**WHAT TO WORK ON:** Rewrite the rows below with every "mask" replaced by "region", leaving all other text unchanged.
— Start DATASET RECORDS —
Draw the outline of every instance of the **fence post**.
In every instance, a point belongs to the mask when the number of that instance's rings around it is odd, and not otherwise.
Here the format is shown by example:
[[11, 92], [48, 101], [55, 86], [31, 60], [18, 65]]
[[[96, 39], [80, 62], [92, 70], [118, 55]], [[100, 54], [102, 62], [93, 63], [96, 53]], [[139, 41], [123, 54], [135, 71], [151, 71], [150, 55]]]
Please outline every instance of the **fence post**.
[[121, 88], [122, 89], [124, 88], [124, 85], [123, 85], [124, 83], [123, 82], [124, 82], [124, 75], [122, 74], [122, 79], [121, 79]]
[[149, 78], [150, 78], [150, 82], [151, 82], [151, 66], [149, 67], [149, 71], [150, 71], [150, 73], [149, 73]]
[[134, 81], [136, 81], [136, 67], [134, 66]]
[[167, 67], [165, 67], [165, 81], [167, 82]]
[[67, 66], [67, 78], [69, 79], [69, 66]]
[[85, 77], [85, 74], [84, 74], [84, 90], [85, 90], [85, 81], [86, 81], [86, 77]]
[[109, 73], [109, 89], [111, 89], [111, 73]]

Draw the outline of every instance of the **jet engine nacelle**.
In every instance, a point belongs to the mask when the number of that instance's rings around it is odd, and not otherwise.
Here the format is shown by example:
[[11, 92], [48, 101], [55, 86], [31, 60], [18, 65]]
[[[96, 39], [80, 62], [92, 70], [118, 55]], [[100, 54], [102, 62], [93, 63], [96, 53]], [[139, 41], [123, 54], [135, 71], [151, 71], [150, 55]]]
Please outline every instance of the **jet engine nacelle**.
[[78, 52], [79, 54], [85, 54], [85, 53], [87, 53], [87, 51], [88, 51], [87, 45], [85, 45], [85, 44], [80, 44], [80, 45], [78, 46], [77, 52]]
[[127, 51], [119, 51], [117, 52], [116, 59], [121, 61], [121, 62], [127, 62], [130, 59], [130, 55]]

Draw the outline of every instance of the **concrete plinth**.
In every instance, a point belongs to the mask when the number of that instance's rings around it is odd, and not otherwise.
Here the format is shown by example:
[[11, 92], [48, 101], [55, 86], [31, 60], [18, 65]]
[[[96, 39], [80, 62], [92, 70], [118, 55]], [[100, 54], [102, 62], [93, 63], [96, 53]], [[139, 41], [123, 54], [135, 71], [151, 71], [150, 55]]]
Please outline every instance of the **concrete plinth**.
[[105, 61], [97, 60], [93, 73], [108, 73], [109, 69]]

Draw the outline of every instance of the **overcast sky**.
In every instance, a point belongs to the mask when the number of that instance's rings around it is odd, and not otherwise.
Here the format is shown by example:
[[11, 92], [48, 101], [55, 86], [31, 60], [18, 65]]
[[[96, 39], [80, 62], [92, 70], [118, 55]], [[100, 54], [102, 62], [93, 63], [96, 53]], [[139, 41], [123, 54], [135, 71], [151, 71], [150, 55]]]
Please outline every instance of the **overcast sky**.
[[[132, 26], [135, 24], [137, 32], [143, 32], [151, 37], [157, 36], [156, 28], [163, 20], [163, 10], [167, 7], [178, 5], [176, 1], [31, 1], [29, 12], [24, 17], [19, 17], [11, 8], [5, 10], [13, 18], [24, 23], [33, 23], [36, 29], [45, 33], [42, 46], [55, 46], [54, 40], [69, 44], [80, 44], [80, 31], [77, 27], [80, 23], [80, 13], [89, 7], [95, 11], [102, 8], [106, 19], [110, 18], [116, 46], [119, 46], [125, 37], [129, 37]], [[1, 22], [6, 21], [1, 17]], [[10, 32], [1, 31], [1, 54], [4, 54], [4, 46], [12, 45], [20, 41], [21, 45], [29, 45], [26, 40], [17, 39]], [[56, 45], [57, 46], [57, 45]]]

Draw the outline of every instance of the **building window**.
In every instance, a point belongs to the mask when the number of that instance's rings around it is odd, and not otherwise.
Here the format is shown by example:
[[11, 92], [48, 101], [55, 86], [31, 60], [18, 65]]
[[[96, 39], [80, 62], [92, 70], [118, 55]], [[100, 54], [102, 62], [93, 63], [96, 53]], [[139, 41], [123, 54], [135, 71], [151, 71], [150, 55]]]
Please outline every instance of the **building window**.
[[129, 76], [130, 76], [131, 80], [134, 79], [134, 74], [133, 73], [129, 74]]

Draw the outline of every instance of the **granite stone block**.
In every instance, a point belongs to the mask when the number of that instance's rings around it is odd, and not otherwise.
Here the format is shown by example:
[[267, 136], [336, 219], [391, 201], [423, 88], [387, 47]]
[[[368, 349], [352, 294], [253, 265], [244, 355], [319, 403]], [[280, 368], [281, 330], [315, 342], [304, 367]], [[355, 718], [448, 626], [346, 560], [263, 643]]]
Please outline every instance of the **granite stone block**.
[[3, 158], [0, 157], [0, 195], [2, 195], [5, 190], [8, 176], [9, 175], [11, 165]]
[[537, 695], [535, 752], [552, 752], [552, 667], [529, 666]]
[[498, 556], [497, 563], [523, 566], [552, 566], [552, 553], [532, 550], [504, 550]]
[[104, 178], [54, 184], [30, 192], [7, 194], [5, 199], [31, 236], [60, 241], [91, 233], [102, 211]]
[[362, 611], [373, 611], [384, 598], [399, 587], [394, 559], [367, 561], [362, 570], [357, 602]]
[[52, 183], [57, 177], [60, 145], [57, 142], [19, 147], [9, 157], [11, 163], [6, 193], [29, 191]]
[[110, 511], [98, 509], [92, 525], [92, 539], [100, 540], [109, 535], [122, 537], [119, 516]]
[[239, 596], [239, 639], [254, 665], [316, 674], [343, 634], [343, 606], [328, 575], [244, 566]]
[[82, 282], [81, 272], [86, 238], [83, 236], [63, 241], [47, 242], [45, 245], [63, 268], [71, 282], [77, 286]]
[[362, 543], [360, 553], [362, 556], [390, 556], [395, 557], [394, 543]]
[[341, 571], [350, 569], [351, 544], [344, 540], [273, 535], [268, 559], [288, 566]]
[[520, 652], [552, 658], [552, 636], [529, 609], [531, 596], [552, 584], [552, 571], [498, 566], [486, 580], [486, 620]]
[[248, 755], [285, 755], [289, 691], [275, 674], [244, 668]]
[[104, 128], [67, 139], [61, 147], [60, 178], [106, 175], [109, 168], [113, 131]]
— End DATASET RECORDS —
**RESPONSE:**
Draw the outline of every instance of the **fence post**.
In every instance, a point belongs to the region when the number of that instance's rings around it is odd, and not otherwise.
Here the format is shown by example:
[[11, 92], [48, 101], [55, 86], [31, 60], [18, 65]]
[[[96, 39], [80, 62], [92, 70], [118, 55]], [[100, 54], [102, 62], [93, 63], [96, 53]], [[139, 41], [123, 54], [135, 71], [151, 71], [150, 55]]]
Please outline every instance of the **fence post**.
[[121, 88], [122, 89], [124, 88], [124, 85], [123, 85], [124, 83], [123, 82], [124, 82], [124, 75], [122, 74], [122, 79], [121, 79]]
[[149, 78], [150, 78], [150, 82], [151, 82], [151, 66], [149, 67], [149, 71], [150, 71], [150, 73], [149, 73]]
[[134, 81], [136, 81], [136, 67], [134, 66]]
[[167, 67], [165, 67], [165, 81], [167, 82]]
[[67, 66], [67, 78], [69, 79], [69, 66]]
[[85, 77], [85, 74], [84, 74], [84, 90], [85, 90], [85, 81], [86, 81], [86, 77]]
[[109, 73], [109, 89], [111, 89], [111, 73]]

Draw the outline of every instance of the **jet engine nacelle**.
In every instance, a point belongs to the region when the number of that instance's rings around it is odd, and not otherwise.
Here the format is shown by example:
[[11, 92], [48, 101], [55, 86], [31, 60], [18, 65]]
[[[96, 39], [80, 62], [92, 70], [118, 55]], [[100, 54], [102, 62], [93, 63], [96, 53]], [[139, 41], [123, 54], [135, 71], [151, 71], [150, 55]]]
Please outline every instance of the **jet engine nacelle**.
[[78, 52], [79, 54], [85, 54], [85, 53], [87, 53], [87, 51], [88, 51], [87, 45], [85, 45], [85, 44], [80, 44], [80, 45], [78, 46], [77, 52]]
[[127, 51], [119, 51], [117, 52], [116, 59], [121, 61], [121, 62], [127, 62], [130, 59], [130, 55]]

Draw the outline of every instance of the **concrete plinth**.
In every instance, a point belongs to the region when the number of that instance's rings around it is odd, and not otherwise.
Here the format is shown by example:
[[11, 92], [48, 101], [55, 86], [31, 60], [18, 65]]
[[[96, 39], [80, 62], [92, 70], [118, 55]], [[100, 54], [102, 62], [93, 63], [96, 53]], [[139, 41], [123, 54], [135, 71], [151, 71], [150, 55]]]
Please outline every instance of the **concrete plinth**.
[[105, 61], [97, 60], [93, 73], [108, 73], [109, 69]]

Draw the outline of every instance of the **overcast sky**.
In every instance, a point belongs to the region when the number of that instance's rings around it is odd, and not otherwise.
Here the format is shown by example:
[[11, 92], [48, 101], [55, 86], [31, 60], [18, 65]]
[[[96, 39], [80, 62], [92, 70], [118, 55]], [[100, 54], [102, 62], [93, 63], [96, 53]], [[139, 41], [123, 54], [135, 71], [151, 71], [150, 55]]]
Please outline every instance of the **overcast sky**.
[[[132, 26], [135, 24], [137, 32], [143, 32], [151, 37], [157, 36], [156, 28], [163, 20], [163, 10], [167, 7], [178, 5], [176, 1], [31, 1], [29, 12], [24, 17], [19, 17], [11, 8], [5, 10], [13, 18], [24, 23], [33, 23], [36, 29], [45, 33], [42, 46], [55, 46], [54, 40], [69, 44], [80, 44], [80, 31], [77, 27], [80, 23], [80, 13], [89, 7], [95, 11], [102, 8], [106, 19], [110, 18], [116, 46], [119, 46], [125, 37], [129, 37]], [[1, 22], [6, 21], [1, 17]], [[10, 32], [1, 31], [1, 54], [4, 54], [4, 46], [12, 45], [20, 41], [21, 45], [29, 45], [26, 40], [17, 39]], [[56, 45], [57, 46], [57, 45]]]

Draw the outline of every instance of the **building window**.
In every instance, a point belongs to the region when the number of that instance's rings around it is odd, and not otherwise.
Here the format is shown by example:
[[11, 92], [48, 101], [55, 86], [31, 60], [18, 65]]
[[[96, 39], [80, 62], [92, 70], [118, 55]], [[100, 54], [102, 62], [93, 63], [96, 53]], [[139, 41], [123, 54], [135, 71], [151, 71], [150, 55]]]
Please outline every instance of the **building window**.
[[129, 76], [130, 76], [131, 80], [134, 79], [134, 74], [133, 73], [129, 74]]

Draw the outline of every instance of the **granite stone block**.
In every instance, a point belongs to the region when the number of that instance's rings around it is odd, and not otherwise.
Here the format is shown by example:
[[267, 136], [336, 219], [391, 201], [423, 88], [387, 47]]
[[[368, 349], [352, 294], [253, 265], [244, 355], [319, 403]], [[280, 368], [281, 330], [315, 342], [304, 367]], [[355, 718], [448, 626], [346, 560], [263, 643]]]
Please outline every instance of the **granite stone block**.
[[3, 158], [0, 157], [0, 195], [2, 195], [5, 190], [8, 176], [9, 175], [11, 165]]
[[537, 695], [535, 752], [552, 752], [552, 667], [529, 666]]
[[498, 556], [497, 563], [523, 566], [552, 566], [552, 553], [532, 550], [504, 550]]
[[104, 178], [54, 184], [30, 192], [7, 194], [5, 199], [31, 236], [60, 241], [91, 233], [102, 211]]
[[362, 611], [373, 611], [384, 598], [399, 587], [394, 559], [367, 561], [362, 570], [357, 602]]
[[52, 183], [57, 177], [60, 145], [57, 142], [19, 147], [9, 157], [11, 163], [6, 193], [29, 191]]
[[110, 511], [98, 509], [92, 525], [92, 539], [100, 540], [109, 535], [122, 537], [119, 516]]
[[239, 596], [239, 639], [254, 665], [316, 674], [343, 634], [343, 606], [328, 575], [244, 566]]
[[82, 282], [81, 272], [86, 238], [83, 236], [63, 241], [47, 242], [45, 245], [63, 268], [71, 282], [77, 286]]
[[362, 543], [360, 553], [362, 556], [390, 556], [395, 557], [394, 543]]
[[341, 571], [350, 569], [351, 544], [344, 540], [273, 535], [268, 559], [288, 566]]
[[520, 652], [552, 658], [552, 636], [529, 609], [531, 596], [552, 584], [552, 571], [498, 566], [486, 580], [486, 620]]
[[248, 755], [285, 755], [289, 691], [275, 674], [244, 668]]
[[104, 128], [67, 139], [61, 147], [60, 178], [106, 175], [109, 168], [113, 131]]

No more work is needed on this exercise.